About this task:
Go through the entries below and write each one out exactly.

______

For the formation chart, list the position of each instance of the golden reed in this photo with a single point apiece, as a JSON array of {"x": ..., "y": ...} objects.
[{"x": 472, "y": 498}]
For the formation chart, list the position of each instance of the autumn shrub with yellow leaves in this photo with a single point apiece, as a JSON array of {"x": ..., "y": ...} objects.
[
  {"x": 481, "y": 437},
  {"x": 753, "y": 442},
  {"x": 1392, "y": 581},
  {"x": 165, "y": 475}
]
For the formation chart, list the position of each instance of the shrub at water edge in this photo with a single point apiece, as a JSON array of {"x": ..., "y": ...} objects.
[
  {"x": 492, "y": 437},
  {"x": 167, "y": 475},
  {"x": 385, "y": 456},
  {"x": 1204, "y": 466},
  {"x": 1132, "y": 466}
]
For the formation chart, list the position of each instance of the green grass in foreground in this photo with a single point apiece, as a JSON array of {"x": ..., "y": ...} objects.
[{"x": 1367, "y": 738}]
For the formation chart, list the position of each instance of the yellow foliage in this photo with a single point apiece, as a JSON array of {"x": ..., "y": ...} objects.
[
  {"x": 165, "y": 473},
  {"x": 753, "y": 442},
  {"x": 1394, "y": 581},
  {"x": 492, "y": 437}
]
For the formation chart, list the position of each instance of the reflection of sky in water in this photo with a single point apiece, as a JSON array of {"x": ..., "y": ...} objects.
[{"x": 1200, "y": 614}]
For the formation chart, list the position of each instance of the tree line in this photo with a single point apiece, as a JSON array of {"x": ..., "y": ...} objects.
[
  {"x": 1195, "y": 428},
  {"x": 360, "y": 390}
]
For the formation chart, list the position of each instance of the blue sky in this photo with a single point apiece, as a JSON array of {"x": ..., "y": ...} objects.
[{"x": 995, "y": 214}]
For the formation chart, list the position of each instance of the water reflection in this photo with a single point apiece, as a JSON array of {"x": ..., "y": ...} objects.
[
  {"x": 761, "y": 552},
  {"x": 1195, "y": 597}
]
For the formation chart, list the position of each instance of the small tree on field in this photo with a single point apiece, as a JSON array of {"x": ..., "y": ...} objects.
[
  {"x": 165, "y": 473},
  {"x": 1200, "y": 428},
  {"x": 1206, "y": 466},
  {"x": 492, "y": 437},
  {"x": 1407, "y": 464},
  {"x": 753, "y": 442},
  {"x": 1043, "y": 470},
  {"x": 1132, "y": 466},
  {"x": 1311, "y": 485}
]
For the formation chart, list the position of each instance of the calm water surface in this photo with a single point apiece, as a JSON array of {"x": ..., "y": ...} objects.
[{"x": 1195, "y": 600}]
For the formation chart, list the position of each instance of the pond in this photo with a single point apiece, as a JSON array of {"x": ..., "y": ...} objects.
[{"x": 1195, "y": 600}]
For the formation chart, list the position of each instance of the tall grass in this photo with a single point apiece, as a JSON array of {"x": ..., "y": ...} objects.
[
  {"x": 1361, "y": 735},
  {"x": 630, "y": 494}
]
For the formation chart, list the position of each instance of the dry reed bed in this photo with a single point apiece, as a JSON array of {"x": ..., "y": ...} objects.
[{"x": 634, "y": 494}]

______

Result for this exercise:
For the formation chart, list the position of each instance of the golden reed in this photo with a single point apiece, as a JSON array of {"x": ..., "y": ...} objects.
[{"x": 472, "y": 498}]
For the formation chart, list the position of each instance of the autumn shrub with yellow leaves in this photo with a single point apiece, as a JSON array of {"x": ..., "y": ...} objects.
[
  {"x": 481, "y": 437},
  {"x": 753, "y": 442},
  {"x": 1392, "y": 581},
  {"x": 165, "y": 475}
]
For the formation chart, list the position of each instance of the shrub at water edge in this photo with a single point apiece, as a JSON array of {"x": ..., "y": ...} objects.
[
  {"x": 492, "y": 437},
  {"x": 167, "y": 475},
  {"x": 385, "y": 456},
  {"x": 1204, "y": 466},
  {"x": 1132, "y": 466}
]
For the formation chart, list the position of each instance of the green grass in foreground in this photo with a single point apiece, as a JSON array of {"x": ..., "y": ...} objects.
[{"x": 1367, "y": 738}]
For the formation chart, list the position of each instance of the yellow foliage in this photo with a single point apiece, as a JSON array of {"x": ..., "y": ...} objects.
[
  {"x": 165, "y": 473},
  {"x": 753, "y": 442},
  {"x": 1394, "y": 581},
  {"x": 492, "y": 437}
]
For the formation chart, list the position of each instance of the reflection of sky in water in this photo with a single point apiece, as a JSON array of {"x": ..., "y": ...} objects.
[{"x": 1200, "y": 614}]
For the formation chart, list the position of each instance of the tree line in this photo with a single point apiece, as a JSON array of {"x": ..., "y": ...} objects.
[
  {"x": 1195, "y": 428},
  {"x": 360, "y": 390}
]
For the formation chart, list the position of each instance of the blue sky in this photo with a single point apiece, as a JSON array of {"x": ..., "y": ...} objects.
[{"x": 995, "y": 214}]
For the formation chart, list the position of each instance of the water reflection in this photo with a single point apiece, as a JSON array of {"x": ..., "y": ...} objects.
[
  {"x": 761, "y": 552},
  {"x": 1195, "y": 597}
]
For the formation chart, list the position of each instance of the small tree on field in this photo with a single point apiece, as a JSON array of {"x": ..., "y": ...} objects.
[
  {"x": 165, "y": 473},
  {"x": 1200, "y": 428},
  {"x": 1206, "y": 466},
  {"x": 492, "y": 437},
  {"x": 1407, "y": 464},
  {"x": 753, "y": 442},
  {"x": 1043, "y": 470},
  {"x": 1132, "y": 466},
  {"x": 1311, "y": 485}
]
For the formation chart, list the position of each instance of the calm water surface in this photo with a single point apiece, as a JSON array of {"x": ..., "y": ...} objects.
[{"x": 1195, "y": 600}]
For the formation chart, list the position of each instance of the pond in this photo with a single point apiece, as a JSON array of {"x": ..., "y": ...} objects.
[{"x": 1195, "y": 600}]
For the formation chart, list the position of each instance of the tall grass in this photo with a single point apiece, as a JSON array of {"x": ..., "y": ...} objects.
[
  {"x": 1361, "y": 735},
  {"x": 630, "y": 494}
]
For the formation chart, list the position of each instance of the dry reed bed in this photo with a single point apiece, as a JSON array of {"x": ..., "y": ...} objects.
[{"x": 634, "y": 494}]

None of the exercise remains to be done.